**Exercise prompt**
Please convert the records, starting with the line with "Phrase: red sock" and going on through the end of the records, into a two-column CSV with the columns "prompt" and "answer". Give one row for each text and its answer, with each value in a single quoted field and any line breaks replaced by spaces.
....................
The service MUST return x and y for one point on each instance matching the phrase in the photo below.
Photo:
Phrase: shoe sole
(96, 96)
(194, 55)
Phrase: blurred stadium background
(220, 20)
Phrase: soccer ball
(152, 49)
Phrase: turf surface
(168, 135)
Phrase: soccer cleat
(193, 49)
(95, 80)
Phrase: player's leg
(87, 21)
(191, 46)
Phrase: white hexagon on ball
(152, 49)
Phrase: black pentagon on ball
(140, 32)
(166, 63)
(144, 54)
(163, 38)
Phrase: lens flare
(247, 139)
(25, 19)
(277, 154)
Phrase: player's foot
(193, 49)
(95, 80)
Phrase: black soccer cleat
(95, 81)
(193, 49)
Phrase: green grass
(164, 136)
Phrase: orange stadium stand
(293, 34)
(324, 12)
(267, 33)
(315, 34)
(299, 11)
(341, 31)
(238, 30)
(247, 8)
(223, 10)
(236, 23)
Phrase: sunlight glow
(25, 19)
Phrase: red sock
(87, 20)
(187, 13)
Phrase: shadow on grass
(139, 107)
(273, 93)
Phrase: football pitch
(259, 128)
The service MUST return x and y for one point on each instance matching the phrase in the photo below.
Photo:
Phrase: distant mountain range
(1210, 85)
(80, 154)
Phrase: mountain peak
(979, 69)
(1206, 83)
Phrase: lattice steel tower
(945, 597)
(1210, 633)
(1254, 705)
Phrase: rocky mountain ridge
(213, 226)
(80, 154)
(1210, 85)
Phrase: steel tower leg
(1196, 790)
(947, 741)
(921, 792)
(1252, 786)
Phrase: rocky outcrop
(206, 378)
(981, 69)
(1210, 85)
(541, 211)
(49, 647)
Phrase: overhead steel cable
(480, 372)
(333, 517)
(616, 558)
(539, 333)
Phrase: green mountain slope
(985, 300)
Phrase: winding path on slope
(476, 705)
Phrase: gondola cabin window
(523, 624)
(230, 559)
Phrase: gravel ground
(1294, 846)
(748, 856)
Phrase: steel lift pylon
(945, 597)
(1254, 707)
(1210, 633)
....................
**Full solution**
prompt,answer
"Phrase: red sock","(87, 20) (187, 13)"
"Phrase: shadow on grass","(139, 107) (273, 93)"
"Phrase: football pitch","(259, 128)"
"The service MUST return x and y for one point on each instance matching the phrase in the photo below. Photo: Phrase: distant mountain range","(1210, 85) (80, 154)"
"Phrase: mountain peak","(979, 69) (1206, 83)"
"Phrase: lattice steel tower","(945, 597) (1210, 633) (1254, 705)"
"Phrase: rocky mountain ridge","(213, 226) (80, 154) (1210, 85)"
"Phrase: steel tower leg","(1196, 790) (947, 741) (921, 792) (1252, 786)"
"Phrase: rocky outcrop","(206, 378) (981, 69) (1210, 85) (541, 211) (49, 647)"
"Phrase: overhead steel cable","(480, 372) (333, 517) (616, 558) (539, 333)"
"Phrase: green mountain slope","(985, 300)"
"Phrase: winding path on slope","(476, 705)"
"Phrase: gondola cabin window","(523, 624) (230, 559)"
"Phrase: gravel ground","(1294, 846) (748, 856)"
"Phrase: steel lift pylon","(945, 597) (1254, 707) (1210, 633)"